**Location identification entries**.
+++

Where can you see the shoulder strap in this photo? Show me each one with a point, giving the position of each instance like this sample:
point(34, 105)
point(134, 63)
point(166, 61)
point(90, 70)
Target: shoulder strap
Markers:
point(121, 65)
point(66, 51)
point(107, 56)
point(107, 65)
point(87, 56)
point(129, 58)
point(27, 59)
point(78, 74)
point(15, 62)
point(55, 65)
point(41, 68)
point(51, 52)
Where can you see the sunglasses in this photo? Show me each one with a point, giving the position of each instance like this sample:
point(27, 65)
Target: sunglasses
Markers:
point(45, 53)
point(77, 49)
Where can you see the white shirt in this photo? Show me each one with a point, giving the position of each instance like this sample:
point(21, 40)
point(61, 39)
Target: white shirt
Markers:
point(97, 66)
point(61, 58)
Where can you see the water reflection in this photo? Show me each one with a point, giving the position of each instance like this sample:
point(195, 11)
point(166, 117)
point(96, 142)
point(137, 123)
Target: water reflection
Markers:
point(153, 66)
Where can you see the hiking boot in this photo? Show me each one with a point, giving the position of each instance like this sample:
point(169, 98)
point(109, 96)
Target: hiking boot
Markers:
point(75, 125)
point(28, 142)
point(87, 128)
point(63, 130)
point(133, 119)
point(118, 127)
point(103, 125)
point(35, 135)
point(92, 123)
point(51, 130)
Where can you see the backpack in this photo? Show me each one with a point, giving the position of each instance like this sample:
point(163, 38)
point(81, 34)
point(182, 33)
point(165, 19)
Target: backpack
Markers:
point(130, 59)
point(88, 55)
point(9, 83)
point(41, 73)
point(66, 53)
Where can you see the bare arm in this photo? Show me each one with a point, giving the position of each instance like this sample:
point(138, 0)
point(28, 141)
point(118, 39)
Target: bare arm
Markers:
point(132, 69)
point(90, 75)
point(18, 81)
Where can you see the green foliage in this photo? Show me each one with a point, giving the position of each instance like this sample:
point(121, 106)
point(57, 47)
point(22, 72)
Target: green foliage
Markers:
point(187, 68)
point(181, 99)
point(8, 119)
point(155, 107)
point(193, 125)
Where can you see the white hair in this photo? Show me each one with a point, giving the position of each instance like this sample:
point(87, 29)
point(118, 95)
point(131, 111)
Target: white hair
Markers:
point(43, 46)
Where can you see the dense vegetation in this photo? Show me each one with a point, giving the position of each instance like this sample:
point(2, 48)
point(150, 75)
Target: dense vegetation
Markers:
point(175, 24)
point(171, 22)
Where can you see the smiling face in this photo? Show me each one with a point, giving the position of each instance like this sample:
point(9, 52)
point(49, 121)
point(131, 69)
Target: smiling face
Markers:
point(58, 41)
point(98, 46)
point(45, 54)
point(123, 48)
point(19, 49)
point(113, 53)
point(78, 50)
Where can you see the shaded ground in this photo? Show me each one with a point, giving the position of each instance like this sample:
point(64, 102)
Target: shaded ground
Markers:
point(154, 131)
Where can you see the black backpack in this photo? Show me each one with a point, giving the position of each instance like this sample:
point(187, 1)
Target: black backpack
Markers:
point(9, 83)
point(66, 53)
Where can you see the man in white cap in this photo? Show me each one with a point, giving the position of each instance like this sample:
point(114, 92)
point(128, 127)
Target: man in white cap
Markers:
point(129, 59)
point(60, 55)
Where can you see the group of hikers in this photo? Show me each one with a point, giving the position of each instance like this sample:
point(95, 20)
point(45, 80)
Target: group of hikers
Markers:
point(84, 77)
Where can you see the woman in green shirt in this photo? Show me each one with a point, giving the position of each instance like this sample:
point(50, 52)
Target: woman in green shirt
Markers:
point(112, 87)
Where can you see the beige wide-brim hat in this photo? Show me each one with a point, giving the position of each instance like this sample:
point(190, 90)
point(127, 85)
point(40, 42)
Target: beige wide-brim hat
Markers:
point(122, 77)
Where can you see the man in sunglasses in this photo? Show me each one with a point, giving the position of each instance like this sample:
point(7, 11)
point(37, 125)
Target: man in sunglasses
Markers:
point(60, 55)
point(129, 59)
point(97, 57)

+++

**YOUR GOAL**.
Write out every line of the records above exactly as they appear, from first to last.

**TASK RESULT**.
Where can you see the shoulder strap in this photo? Show me each one with a point, giving the position of each instance like this sample:
point(34, 105)
point(134, 63)
point(166, 61)
point(90, 70)
Target: shoulder strap
Markers:
point(121, 65)
point(66, 51)
point(107, 56)
point(107, 65)
point(87, 56)
point(129, 58)
point(27, 59)
point(78, 74)
point(15, 62)
point(55, 65)
point(41, 68)
point(51, 52)
Where can you see the sunglasses in this photo? Show me each one with a point, giving the position of each instance like this sample:
point(27, 65)
Target: sunglasses
Markers:
point(45, 53)
point(77, 49)
Where can you see the white shirt in this photo? Show me each one with a point, giving the position of each instance like this sample:
point(21, 40)
point(61, 39)
Target: white shirt
Markers:
point(97, 66)
point(61, 58)
Where can you see the water reflection in this photo? Show me each one with a point, giving the position of each instance like this sample:
point(195, 11)
point(166, 117)
point(96, 142)
point(137, 123)
Target: water reflection
Markers:
point(153, 66)
Where can you see the hiking boot in this photo? Show me each one with a point, giving the position of each instance like this sample:
point(169, 98)
point(109, 96)
Target: hiking boot
Markers:
point(75, 125)
point(28, 142)
point(87, 128)
point(63, 130)
point(133, 119)
point(118, 127)
point(103, 125)
point(35, 135)
point(92, 123)
point(51, 130)
Where can you see the backpack in this photo? Show me each one with a point, giving the position of each instance like this sample:
point(163, 38)
point(81, 34)
point(182, 33)
point(165, 19)
Target: backpack
Markers:
point(130, 59)
point(88, 55)
point(9, 83)
point(41, 73)
point(66, 53)
Where can you see the bare arm in this photo? Show me each one with a point, giving the position of each instance like this sample:
point(138, 0)
point(28, 141)
point(118, 39)
Target: bare arm
Markers:
point(132, 69)
point(90, 75)
point(18, 81)
Where can you see the green foliage in this photo? Show me each one with a point, giving the position of each instance like this sample:
point(121, 106)
point(57, 47)
point(22, 72)
Target: green foliage
Markers:
point(187, 68)
point(181, 99)
point(8, 119)
point(155, 107)
point(193, 125)
Where can you see the white hair in this photo? Show me each one with a point, giving the position of each instance like this sample:
point(87, 29)
point(118, 95)
point(131, 111)
Target: white hair
Markers:
point(43, 46)
Where can you see the dense vegetation in this photo? Show me each one with a point, giving the position of each instance like this sample:
point(2, 48)
point(150, 75)
Target: dense vegetation
Markers:
point(175, 24)
point(171, 22)
Where can you see the smiling face in this photo? Show me each one with a point, giving the position of each instance like this sample:
point(9, 52)
point(49, 121)
point(131, 69)
Target: smiling face
Markers:
point(58, 41)
point(98, 46)
point(45, 54)
point(123, 48)
point(19, 49)
point(113, 53)
point(78, 50)
Where can you see the shaded ground in this photo? Show me each one with a point, giving the position of each instance like this sample:
point(64, 102)
Target: shaded ground
Markers:
point(154, 131)
Where can you see the black backpack in this photo? Show me each one with a point, giving the position of each instance like this sample:
point(187, 1)
Target: black backpack
Markers:
point(9, 83)
point(66, 53)
Where can you see the man in white cap in this photo? Show me each one with a point, giving the position of each instance like this sample:
point(114, 92)
point(128, 127)
Target: man in white cap
Markers:
point(129, 59)
point(60, 55)
Where can you see the group of hikers in this photo? Show me each one with a point, giving the position of each instance like this sample:
point(95, 20)
point(45, 80)
Target: group of hikers
Markers:
point(84, 77)
Where can you see the woman in green shirt in this photo? Show me each one with a point, giving the position of each instance like this sample:
point(50, 52)
Target: woman in green shirt
Markers:
point(112, 87)
Where can you see the beige wide-brim hat in this photo? Show me each one with a point, giving the position of each instance like this sample:
point(190, 90)
point(127, 85)
point(40, 42)
Target: beige wide-brim hat
Markers:
point(122, 77)
Where can you see the man in sunglasses in this photo? Show me each one with a point, giving the position of each instance like this sample:
point(7, 11)
point(37, 125)
Target: man in sunglasses
Markers:
point(60, 55)
point(129, 59)
point(97, 57)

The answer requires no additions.